EXTRACTO PROPORCIONADO:
════

Frente a la paz, Duque actúa como Francisco de Paula Santander, que no tenía cara sino careta. Siempre que habla del acuerdo de La Habana, lo hace empuñando bajo el poncho el puñal de la traición. Su cantilena de paz con legalidad es realmente una careta que oculta su dañada obsesión de invalidar e incumplir definitivamente lo acordado de buena fe entre las FARC-EP y el Estado colombiano.
Cuando Duque despliega su sofisma de paz con legalidad, no se está refiriendo a la subordinación debida del presidente de la República a la sentencia de la Corte que elevó el acuerdo a rango constitucional; ni tampoco a su acatamiento al fallo de esa Corte, en el sentido de que ninguno de los tres próximos gobiernos puede alterar lo convenido por las partes, no. Lo que él quiere, es demoler los escombros de lo que queda de la JEP.
Debiera el presidente hablarle al país con más franqueza y sin palabras de engaño.

════

LISTADO PROPORCIONADO:
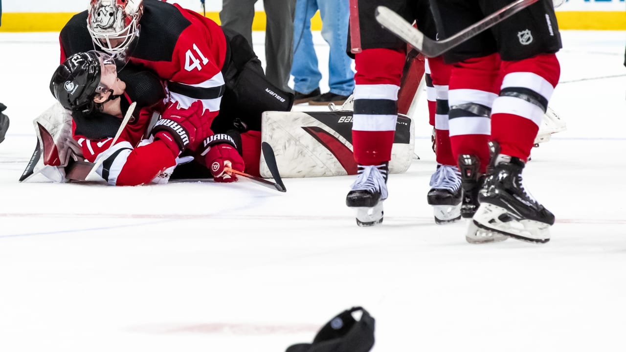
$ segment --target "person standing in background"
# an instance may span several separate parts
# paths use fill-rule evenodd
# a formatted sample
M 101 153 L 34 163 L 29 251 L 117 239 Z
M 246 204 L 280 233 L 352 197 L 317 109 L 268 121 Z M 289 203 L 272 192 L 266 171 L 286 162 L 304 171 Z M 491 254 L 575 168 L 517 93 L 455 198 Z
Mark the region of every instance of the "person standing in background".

════

INSTRUCCIONES:
• 1. En el extracto proporcionado, ¿con qué figura histórica se compara la actitud de Duque frente a la paz?
• 2. Devuelve sin cambios el tramo del extracto proporcionado que va desde "Frente a la" hasta "queda de la JEP.", ambos incluidos.

RESPUESTAS COMPLETAS:
• 1. Con Francisco de Paula Santander.

• 2.
Frente a la paz, Duque actúa como Francisco de Paula Santander, que no tenía cara sino careta. Siempre que habla del acuerdo de La Habana, lo hace empuñando bajo el poncho el puñal de la traición. Su cantilena de paz con legalidad es realmente una careta que oculta su dañada obsesión de invalidar e incumplir definitivamente lo acordado de buena fe entre las FARC-EP y el Estado colombiano.
Cuando Duque despliega su sofisma de paz con legalidad, no se está refiriendo a la subordinación debida del presidente de la República a la sentencia de la Corte que elevó el acuerdo a rango constitucional; ni tampoco a su acatamiento al fallo de esa Corte, en el sentido de que ninguno de los tres próximos gobiernos puede alterar lo convenido por las partes, no. Lo que él quiere, es demoler los escombros de lo que queda de la JEP.